• Kutipan Teks:

Once you dream about BIOFUEL, it would be a real Bio Nightmare!

Saya terlibat dalam liputan Al Jazeera mengenai ancaman Bio Fuel dan Global Warming. Mereka menggambarkan kehancuran Kalimantan seperti Tsunami! Mereka tidak berlebihan. Apa yang saya saksikan benar - benar biadab, jauh lebih kejam dan jahat daripada illegal logging. Dalam kejahatan illegal logging, hany akayu - kayu jenis tertentu yang punya nilai jual saja yang ditebang, yang kecil - kecil dibiarkan saja untuk kemudian tumbuh besar beberapa tahun kemudian. Hutan tidak benar - benar gundul.

kalau perusahaan kelapa sawit, mereka benar - benar mencukur gundul hutan itu. Pohon besar kecil, semak - semak semuanya disapu bersih. Seauh mata memandang hanya hutan yang porak poranda, rata dengan tanah seperti tsunami. Panas, panas dan panas. Orangutan dan jutaan satwa liar musnah digilas buldoser dan excavator.

Selamat datang Malaysia, tuan baru bangsa Indonesia.


Hardi dan Orangutan.


On May 11, 2007, at 2:14 PM, Sunny wrote:


RIAU POS

11 Mei 2007 Pukul 09:38

Ancaman "Biofuel"


Malam itu dua orang wanita bule menemui saya sebagai teman lama. Saya langsung saja pada masalah pokok dan bertanya “Kenapa datang ke Indonesia?”. Diapun menjelaskan “Saya baru saja dari Brazil dan sayang sekali saya di sana mendapat serangan jantung. Tapi ada hal yang menarik disamping sakit yang saya derita dan dua hari tidak sadar.

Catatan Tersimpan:
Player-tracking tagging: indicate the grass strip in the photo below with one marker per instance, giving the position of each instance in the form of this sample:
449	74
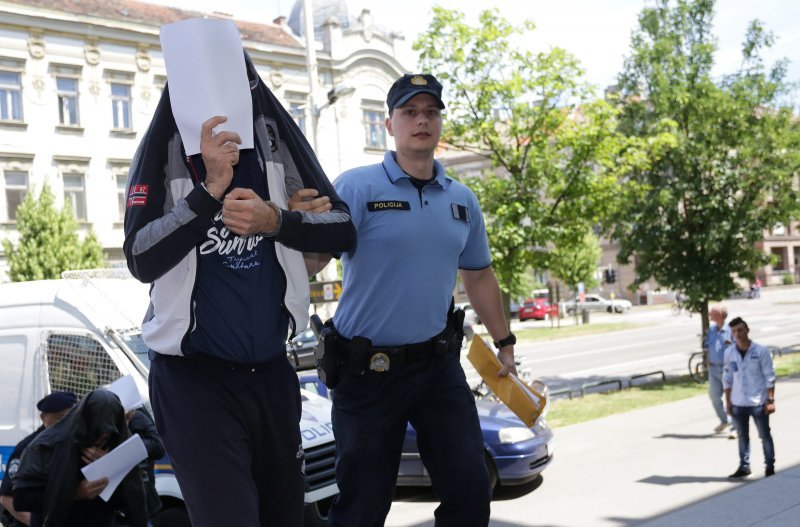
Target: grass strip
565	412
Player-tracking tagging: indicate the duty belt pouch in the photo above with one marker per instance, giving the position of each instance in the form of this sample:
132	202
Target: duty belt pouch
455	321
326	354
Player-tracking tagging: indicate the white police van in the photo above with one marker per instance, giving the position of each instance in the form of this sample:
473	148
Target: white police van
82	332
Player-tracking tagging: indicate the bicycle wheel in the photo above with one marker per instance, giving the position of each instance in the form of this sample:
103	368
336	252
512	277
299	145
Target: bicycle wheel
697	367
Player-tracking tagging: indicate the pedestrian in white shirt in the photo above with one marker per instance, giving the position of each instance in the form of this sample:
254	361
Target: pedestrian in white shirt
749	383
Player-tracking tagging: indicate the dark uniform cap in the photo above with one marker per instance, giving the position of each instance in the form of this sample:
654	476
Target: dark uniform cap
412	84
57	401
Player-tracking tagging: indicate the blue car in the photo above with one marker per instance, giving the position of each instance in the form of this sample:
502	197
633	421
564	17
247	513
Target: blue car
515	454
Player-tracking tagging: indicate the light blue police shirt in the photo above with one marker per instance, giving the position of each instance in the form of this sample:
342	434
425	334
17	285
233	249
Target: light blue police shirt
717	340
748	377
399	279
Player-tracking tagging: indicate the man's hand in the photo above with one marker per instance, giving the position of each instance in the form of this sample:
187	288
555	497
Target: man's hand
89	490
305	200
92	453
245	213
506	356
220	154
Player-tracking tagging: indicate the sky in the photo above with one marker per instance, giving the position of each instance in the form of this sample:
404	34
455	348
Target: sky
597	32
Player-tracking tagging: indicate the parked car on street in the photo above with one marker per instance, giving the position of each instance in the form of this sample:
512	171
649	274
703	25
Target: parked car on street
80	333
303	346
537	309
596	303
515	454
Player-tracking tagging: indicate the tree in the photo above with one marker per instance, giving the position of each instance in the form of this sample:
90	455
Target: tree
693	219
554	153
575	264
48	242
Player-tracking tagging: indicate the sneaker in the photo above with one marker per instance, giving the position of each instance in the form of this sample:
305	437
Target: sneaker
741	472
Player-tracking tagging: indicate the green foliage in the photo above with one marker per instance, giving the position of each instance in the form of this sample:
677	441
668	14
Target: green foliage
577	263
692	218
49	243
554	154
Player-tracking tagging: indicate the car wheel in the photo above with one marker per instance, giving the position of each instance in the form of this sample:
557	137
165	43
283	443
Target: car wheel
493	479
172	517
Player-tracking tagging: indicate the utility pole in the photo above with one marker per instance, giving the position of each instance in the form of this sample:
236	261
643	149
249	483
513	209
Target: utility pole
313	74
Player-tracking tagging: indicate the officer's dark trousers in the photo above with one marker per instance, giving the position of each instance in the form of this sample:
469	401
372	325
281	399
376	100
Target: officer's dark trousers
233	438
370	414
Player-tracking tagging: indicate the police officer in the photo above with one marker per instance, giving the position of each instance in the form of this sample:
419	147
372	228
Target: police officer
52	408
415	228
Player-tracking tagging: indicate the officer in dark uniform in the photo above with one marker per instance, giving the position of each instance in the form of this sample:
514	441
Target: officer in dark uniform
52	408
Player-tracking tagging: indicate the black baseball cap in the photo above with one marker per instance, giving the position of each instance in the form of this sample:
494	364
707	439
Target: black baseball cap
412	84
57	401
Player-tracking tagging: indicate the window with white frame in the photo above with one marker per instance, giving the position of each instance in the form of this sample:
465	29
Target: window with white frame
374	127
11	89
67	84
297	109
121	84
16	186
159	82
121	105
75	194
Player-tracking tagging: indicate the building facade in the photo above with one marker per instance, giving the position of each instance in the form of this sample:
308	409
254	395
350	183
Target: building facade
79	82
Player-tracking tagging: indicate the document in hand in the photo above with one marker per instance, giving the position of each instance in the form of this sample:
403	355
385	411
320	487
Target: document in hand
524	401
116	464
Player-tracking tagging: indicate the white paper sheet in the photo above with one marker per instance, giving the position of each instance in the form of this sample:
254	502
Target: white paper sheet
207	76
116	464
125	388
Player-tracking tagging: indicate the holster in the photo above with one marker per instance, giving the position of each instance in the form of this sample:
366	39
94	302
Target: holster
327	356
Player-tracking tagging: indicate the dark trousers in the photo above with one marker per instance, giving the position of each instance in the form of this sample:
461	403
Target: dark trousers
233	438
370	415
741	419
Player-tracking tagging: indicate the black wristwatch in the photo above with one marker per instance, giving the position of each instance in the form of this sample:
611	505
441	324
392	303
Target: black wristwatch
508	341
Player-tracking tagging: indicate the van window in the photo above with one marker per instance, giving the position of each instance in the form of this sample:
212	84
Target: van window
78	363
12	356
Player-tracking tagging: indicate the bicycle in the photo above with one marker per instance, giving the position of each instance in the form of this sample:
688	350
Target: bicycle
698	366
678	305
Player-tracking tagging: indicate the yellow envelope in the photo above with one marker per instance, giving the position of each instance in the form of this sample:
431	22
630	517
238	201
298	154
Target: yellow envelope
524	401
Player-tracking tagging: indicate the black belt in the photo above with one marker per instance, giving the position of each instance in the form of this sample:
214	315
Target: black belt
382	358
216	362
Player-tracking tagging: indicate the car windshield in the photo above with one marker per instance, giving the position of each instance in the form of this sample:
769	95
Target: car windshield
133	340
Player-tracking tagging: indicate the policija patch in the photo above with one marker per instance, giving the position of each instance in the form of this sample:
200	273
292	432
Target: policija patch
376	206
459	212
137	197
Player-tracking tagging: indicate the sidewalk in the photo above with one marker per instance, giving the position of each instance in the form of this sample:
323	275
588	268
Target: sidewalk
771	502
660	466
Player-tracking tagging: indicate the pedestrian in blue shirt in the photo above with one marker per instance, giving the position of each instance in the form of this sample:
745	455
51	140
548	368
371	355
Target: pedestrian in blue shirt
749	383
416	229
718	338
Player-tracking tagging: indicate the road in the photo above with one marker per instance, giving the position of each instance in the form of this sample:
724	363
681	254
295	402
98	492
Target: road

• Soal Latihan:
(1) Dalam kutipan tentang ancaman biofuel, Al Jazeera menggambarkan kehancuran Kalimantan seperti apa?
(2) Lanjutkan kutipan tentang ancaman biofuel mulai dari kalimat sesudah kalimat terakhirnya.

• Jawaban Soal:
(1) Seperti tsunami.

(2)
Sekitar seperempat bahan bakar transportasi di Brazil tahun 2002 adalah etanol”. Pembicaraan lebih serius. Uni Eropa merencanakan 5,75 persen etanol yang dihasilkan dari gandum, bit, kentang atau jagung ditambahkan pada bahan bakar fosil pada tahun 2010 dan 20 persen pada 2020.

Apa hubungannya dengan Indonesia? Masyarakat dunia khawatir sesudah penghancuran hutan Sumatera dan Kalimantan maka deretan yang berikutnya adalah Papua. Pada masa kini di Eropa sudah tak ada lagi musim semi dan begitu musim dingin maka langsung didera oleh panas.

Selama saya mengikuti Al-Jazeera, BBC dan CNN memang perubahan iklim sangat dahsyat sekarang ini. Temperatur di seantero dunia menaik. Akibatnya kutub utara dan antartika akan mencair karena efek rumah kaca yang timbul oleh karena industrialisasi di Barat besar-besaran sementara di Indonesia hutan tanaman industri dan kelapa sawit akan menggantikan humus sehingga terhambatnya proses fotosintesa dan produksi CO2 yang berlebih di negara-negara utara. Nah, maksud Tim Eropa ini adalah memetakan Papua sehingga entah namanya biji jarak, kelapa sawit yang diharapkan oleh pemerintah menjadi biofuel sebagai energi alternatif makin menyebabkan dunia semakin panas.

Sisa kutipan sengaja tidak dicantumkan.